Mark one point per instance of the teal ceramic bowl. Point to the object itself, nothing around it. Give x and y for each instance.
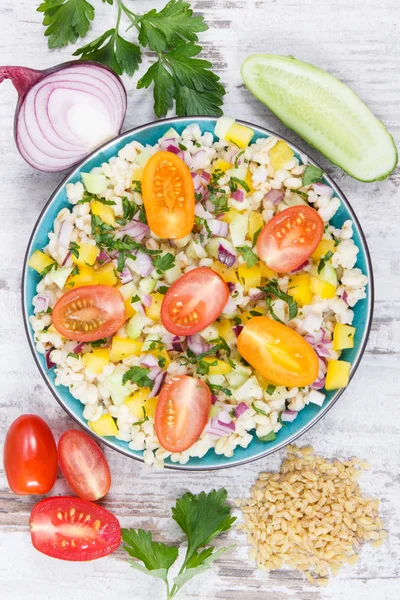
(149, 134)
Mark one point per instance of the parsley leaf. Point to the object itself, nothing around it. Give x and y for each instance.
(65, 20)
(138, 375)
(311, 175)
(250, 257)
(324, 260)
(272, 288)
(164, 262)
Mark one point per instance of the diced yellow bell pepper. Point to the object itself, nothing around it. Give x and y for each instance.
(343, 336)
(250, 276)
(123, 347)
(130, 311)
(105, 426)
(86, 276)
(230, 215)
(106, 275)
(227, 274)
(256, 222)
(153, 311)
(137, 174)
(103, 211)
(323, 248)
(337, 375)
(323, 289)
(240, 135)
(221, 368)
(225, 331)
(87, 255)
(266, 271)
(39, 261)
(299, 289)
(96, 360)
(280, 155)
(221, 165)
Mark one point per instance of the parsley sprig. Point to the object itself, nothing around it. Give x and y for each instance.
(202, 517)
(178, 75)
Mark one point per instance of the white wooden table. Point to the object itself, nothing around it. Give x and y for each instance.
(357, 41)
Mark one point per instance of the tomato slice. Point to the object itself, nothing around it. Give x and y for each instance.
(168, 196)
(83, 465)
(290, 238)
(194, 301)
(278, 353)
(73, 529)
(30, 456)
(182, 412)
(89, 313)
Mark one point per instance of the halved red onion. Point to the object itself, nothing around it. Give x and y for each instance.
(196, 344)
(218, 228)
(240, 409)
(226, 257)
(288, 416)
(238, 195)
(274, 196)
(40, 303)
(65, 112)
(64, 235)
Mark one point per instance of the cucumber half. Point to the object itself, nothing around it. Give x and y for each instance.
(324, 112)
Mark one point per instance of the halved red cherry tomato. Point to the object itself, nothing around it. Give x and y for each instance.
(278, 353)
(182, 412)
(168, 195)
(73, 529)
(290, 238)
(89, 313)
(194, 301)
(30, 456)
(83, 465)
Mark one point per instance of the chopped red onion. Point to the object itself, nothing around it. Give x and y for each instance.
(218, 228)
(196, 344)
(64, 235)
(238, 195)
(49, 362)
(288, 416)
(227, 258)
(274, 196)
(149, 361)
(302, 266)
(240, 409)
(40, 303)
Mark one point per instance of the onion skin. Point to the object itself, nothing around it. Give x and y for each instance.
(24, 79)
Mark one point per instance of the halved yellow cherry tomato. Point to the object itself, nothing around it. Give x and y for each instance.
(168, 196)
(278, 353)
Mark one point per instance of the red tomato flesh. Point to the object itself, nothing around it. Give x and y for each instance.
(182, 412)
(83, 465)
(73, 529)
(30, 456)
(194, 301)
(290, 238)
(89, 313)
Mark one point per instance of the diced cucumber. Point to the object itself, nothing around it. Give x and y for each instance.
(95, 183)
(60, 276)
(238, 375)
(323, 111)
(222, 126)
(238, 229)
(134, 327)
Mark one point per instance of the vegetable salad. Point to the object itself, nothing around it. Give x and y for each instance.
(244, 196)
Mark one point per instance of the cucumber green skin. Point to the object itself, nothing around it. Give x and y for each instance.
(314, 73)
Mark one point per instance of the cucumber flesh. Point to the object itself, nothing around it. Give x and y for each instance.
(324, 112)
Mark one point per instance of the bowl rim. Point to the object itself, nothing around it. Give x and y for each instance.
(314, 420)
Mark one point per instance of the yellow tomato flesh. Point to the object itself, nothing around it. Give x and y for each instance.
(278, 353)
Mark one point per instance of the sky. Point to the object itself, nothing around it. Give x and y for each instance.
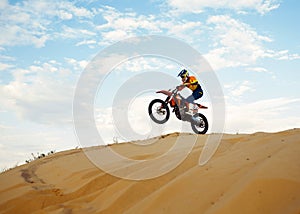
(252, 46)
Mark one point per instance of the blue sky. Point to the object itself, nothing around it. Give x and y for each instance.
(252, 45)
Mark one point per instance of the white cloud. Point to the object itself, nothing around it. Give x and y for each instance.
(86, 42)
(235, 43)
(258, 69)
(41, 93)
(5, 66)
(197, 6)
(35, 22)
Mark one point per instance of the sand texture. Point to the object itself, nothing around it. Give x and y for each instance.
(249, 173)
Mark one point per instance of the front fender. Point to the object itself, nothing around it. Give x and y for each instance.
(168, 93)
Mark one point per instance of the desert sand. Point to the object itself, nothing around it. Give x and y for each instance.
(249, 173)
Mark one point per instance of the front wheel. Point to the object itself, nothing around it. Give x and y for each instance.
(199, 124)
(159, 111)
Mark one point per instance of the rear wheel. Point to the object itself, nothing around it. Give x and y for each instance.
(199, 124)
(159, 111)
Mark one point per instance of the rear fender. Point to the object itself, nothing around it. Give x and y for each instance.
(168, 93)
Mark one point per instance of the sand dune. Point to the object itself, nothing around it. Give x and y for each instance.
(255, 173)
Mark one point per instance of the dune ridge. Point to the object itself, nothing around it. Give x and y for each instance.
(249, 173)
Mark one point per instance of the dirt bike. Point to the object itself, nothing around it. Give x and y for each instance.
(159, 111)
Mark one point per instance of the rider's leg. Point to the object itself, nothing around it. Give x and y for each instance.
(198, 93)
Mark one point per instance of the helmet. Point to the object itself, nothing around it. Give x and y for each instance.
(183, 73)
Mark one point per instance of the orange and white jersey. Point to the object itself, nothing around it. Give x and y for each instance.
(191, 82)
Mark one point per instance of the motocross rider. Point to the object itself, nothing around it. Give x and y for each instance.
(192, 83)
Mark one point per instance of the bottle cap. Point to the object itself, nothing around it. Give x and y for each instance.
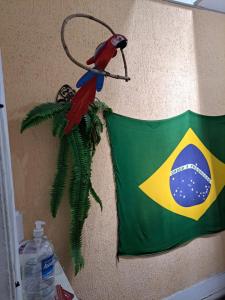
(38, 230)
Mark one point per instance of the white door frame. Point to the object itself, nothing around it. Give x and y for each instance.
(9, 256)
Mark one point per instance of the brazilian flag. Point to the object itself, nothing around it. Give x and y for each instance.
(170, 177)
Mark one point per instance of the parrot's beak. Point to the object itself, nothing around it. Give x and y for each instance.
(122, 44)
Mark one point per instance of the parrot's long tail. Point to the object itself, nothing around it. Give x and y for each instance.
(80, 103)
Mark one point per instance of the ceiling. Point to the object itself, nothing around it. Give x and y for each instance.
(215, 5)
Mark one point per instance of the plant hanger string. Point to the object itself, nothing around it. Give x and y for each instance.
(105, 73)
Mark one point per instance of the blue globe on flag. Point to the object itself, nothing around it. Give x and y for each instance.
(190, 177)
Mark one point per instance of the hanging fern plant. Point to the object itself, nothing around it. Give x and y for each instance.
(81, 143)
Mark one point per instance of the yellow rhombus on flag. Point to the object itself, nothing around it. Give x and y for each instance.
(157, 186)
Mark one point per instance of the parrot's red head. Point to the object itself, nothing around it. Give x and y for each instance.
(118, 41)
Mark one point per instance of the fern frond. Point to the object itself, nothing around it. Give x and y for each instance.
(60, 176)
(41, 113)
(79, 190)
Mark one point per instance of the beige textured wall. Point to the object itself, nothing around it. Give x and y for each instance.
(176, 58)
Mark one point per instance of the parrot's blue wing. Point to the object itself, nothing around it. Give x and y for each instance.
(100, 82)
(85, 78)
● ● ●
Your instructions: Rewrite all the records with "instance" replaced by "occurrence" everywhere and everything else unchanged, leaving the pictures out of your answer.

Task answer:
Mark one point per occurrence of the teal ceramic bowl. Point to the object itself, nothing around it. Give x and y for each occurrence.
(149, 134)
Mark one point per occurrence of the parsley leaf. Point to the object itself, nothing around it. Give x and y for each occurrence.
(65, 20)
(138, 375)
(311, 175)
(250, 257)
(324, 260)
(272, 288)
(164, 262)
Mark one point per occurrence of the diced yellow bell pepper. Point to the object itself, nothing around it. Give x and y for each occurrence.
(343, 336)
(250, 276)
(123, 347)
(130, 311)
(105, 426)
(86, 276)
(230, 215)
(106, 275)
(227, 274)
(256, 222)
(153, 311)
(137, 174)
(103, 211)
(323, 248)
(337, 375)
(323, 289)
(240, 135)
(221, 368)
(225, 331)
(87, 255)
(266, 271)
(39, 261)
(299, 289)
(96, 360)
(280, 155)
(221, 165)
Mark one point per occurrence of the parsley sprig. Point to the object itself, nothing around it. Give x and y for each occurrence.
(202, 517)
(178, 75)
Mark one point per occurrence of the white wooden table. Point to the object itself, nothing around it. Give x and y for each occurrence.
(357, 41)
Mark one point per occurrence of the tomato slice. Point to the object itself, nothing around it. Give x and y for each occurrence.
(168, 196)
(83, 465)
(290, 238)
(194, 301)
(278, 353)
(73, 529)
(30, 456)
(182, 412)
(89, 313)
Mark one point per occurrence of the halved red onion. Point to the object itself, nothing around it. Give x and y for each occurrence.
(196, 344)
(218, 228)
(240, 409)
(226, 257)
(288, 416)
(238, 195)
(274, 196)
(40, 303)
(65, 112)
(64, 235)
Mark one point per occurrence of the cucumber half. Point to the object itself, nothing around it. Give x and y for each occurrence.
(324, 112)
Mark one point per occurrence of the halved red cherry tomato. Point to the object itself, nothing around it. Give x and y for each occurrence.
(278, 353)
(182, 412)
(168, 195)
(73, 529)
(290, 238)
(89, 313)
(194, 301)
(30, 456)
(83, 465)
Mark one point per occurrence of the chopped red onion. Point to the object itself, nothing around it. Give x and y for each occurrence.
(218, 228)
(196, 344)
(64, 235)
(238, 195)
(49, 362)
(288, 416)
(227, 258)
(274, 196)
(149, 361)
(302, 266)
(240, 409)
(40, 303)
Mark one point per occurrence of the onion skin. Point to the object itself, nothing around it. Give x and y for each occurrence.
(24, 79)
Mark one point per occurrence of the halved yellow cherry tomato. Point to the object itself, nothing around it. Give x and y for each occurrence.
(168, 196)
(278, 353)
Mark one point per occurrence of the red tomato flesh. Point to the object itself, nothing around it. Give x and y for each occurrence.
(182, 412)
(83, 465)
(73, 529)
(30, 456)
(194, 301)
(290, 238)
(89, 313)
Mark one point per occurrence of the diced cucumber. Point to the object itself, nothing around it. Give x and y for each occurrence.
(95, 183)
(60, 276)
(238, 375)
(323, 111)
(222, 126)
(238, 229)
(134, 327)
Mark one point per occurrence of the vegetable salad. Point to the object itself, nothing around it. Give x and y for each occurrence.
(244, 196)
Mark one point per occurrence of the cucumber green skin. Point to the object itself, nothing around it. Give x and y for each occurrence.
(314, 73)
Mark one point per occurrence of the cucumber flesh. Point to the object itself, nothing around it. Give x and y for each occurrence.
(324, 112)
Mark one point per occurrence of the bowl rim. Point to the object itself, nothing around it. Give x and y for each occurrence.
(314, 420)
Mark one point per occurrence of the yellow tomato flesh. Point to the object itself, nothing around it. Give x and y for each occurrence.
(278, 353)
Mark one point per occurrence of the sky. Point to the object itself, nothing around it. Give x and y for each occurrence.
(252, 46)
Mark one point per occurrence of the blue sky. Point to the object itself, nothing around it. Give x and y for each occurrence.
(252, 45)
Mark one point per occurrence of the white cloud. Point to the object itself, nothing around it. Give x and y for each occurrence.
(86, 42)
(235, 43)
(258, 69)
(41, 93)
(5, 66)
(197, 6)
(35, 22)
Mark one point per occurrence of the sand texture. Point to the object itself, nothing around it. Give x and y for each occurrence.
(249, 173)
Mark one point per occurrence of the front fender. Point to the object itself, nothing around it. Give x and y for each occurrence.
(168, 93)
Mark one point per occurrence of the desert sand. Point to the object itself, nothing around it. Give x and y for each occurrence.
(249, 173)
Mark one point per occurrence of the front wheel. Point to the object itself, nothing around it. Give x and y for each occurrence.
(199, 124)
(159, 111)
Mark one point per occurrence of the rear wheel. Point to the object itself, nothing around it. Give x and y for each occurrence.
(199, 124)
(159, 111)
Mark one point per occurrence of the rear fender. Point to the object itself, nothing around it. Give x and y for each occurrence.
(168, 93)
Mark one point per occurrence of the sand dune. Point to the object itself, nothing around it. Give x and y for each occurrence.
(255, 173)
Mark one point per occurrence of the dune ridge. Point to the object itself, nothing around it. Give x and y for each occurrence.
(249, 173)
Mark one point per occurrence of the dirt bike. Point to the object itself, nothing around it. Give x and y for each occurrence.
(159, 111)
Mark one point per occurrence of the rider's leg. Point to the object itself, nothing around it. Give x and y for each occurrence.
(198, 93)
Mark one point per occurrence of the helmet. Point to the object itself, nothing around it. Give x and y for each occurrence.
(183, 73)
Mark one point per occurrence of the orange and white jersey. Point to the object itself, nothing around it. Give x and y for each occurrence.
(191, 82)
Mark one point per occurrence of the motocross rider. Point to the object itself, nothing around it. Give x and y for each occurrence.
(192, 83)
Mark one point per occurrence of the bottle cap. Point to the object itself, nothing around it. Give x and y for each occurrence.
(38, 230)
Mark one point per occurrence of the white door frame. Point to the object itself, nothing around it. Give x and y for each occurrence.
(9, 256)
Mark one point per occurrence of the brazilian flag. Point to the object itself, nothing around it. Give x and y for each occurrence.
(170, 177)
Mark one point per occurrence of the parrot's beak. Point to the object itself, nothing around it. Give x and y for each occurrence.
(122, 44)
Mark one point per occurrence of the parrot's long tail. Point to the object itself, nothing around it. Give x and y for each occurrence.
(80, 103)
Mark one point per occurrence of the ceiling. Point to the object itself, nothing around it. Give x and y for each occurrence.
(215, 5)
Mark one point per occurrence of the plant hanger string. Point to the object itself, nothing around it. Give x and y for each occurrence.
(105, 73)
Mark one point per occurrence of the blue globe on flag. Point to the object itself, nothing around it. Give x and y for each occurrence.
(190, 177)
Mark one point per occurrence of the hanging fern plant. Point to the object itself, nothing around it. Give x and y for each occurrence.
(81, 143)
Mark one point per occurrence of the yellow rhombus on flag. Point to the object itself, nothing around it. Give x and y for each occurrence.
(157, 186)
Mark one point per occurrence of the parrot's red head. Point to the object itself, nothing around it. Give x and y for each occurrence.
(118, 41)
Mark one point per occurrence of the fern frond. Point to the object itself, nothing around it. Give x and y for each occurrence.
(60, 176)
(41, 113)
(79, 190)
Mark one point per occurrence of the beige textured wall. Point to the object itself, nothing around it. Give x and y for each occurrence.
(176, 58)
Mark one point per occurrence of the parrot's blue wing. Point to the object itself, nothing around it. Give x and y for each occurrence.
(100, 82)
(85, 78)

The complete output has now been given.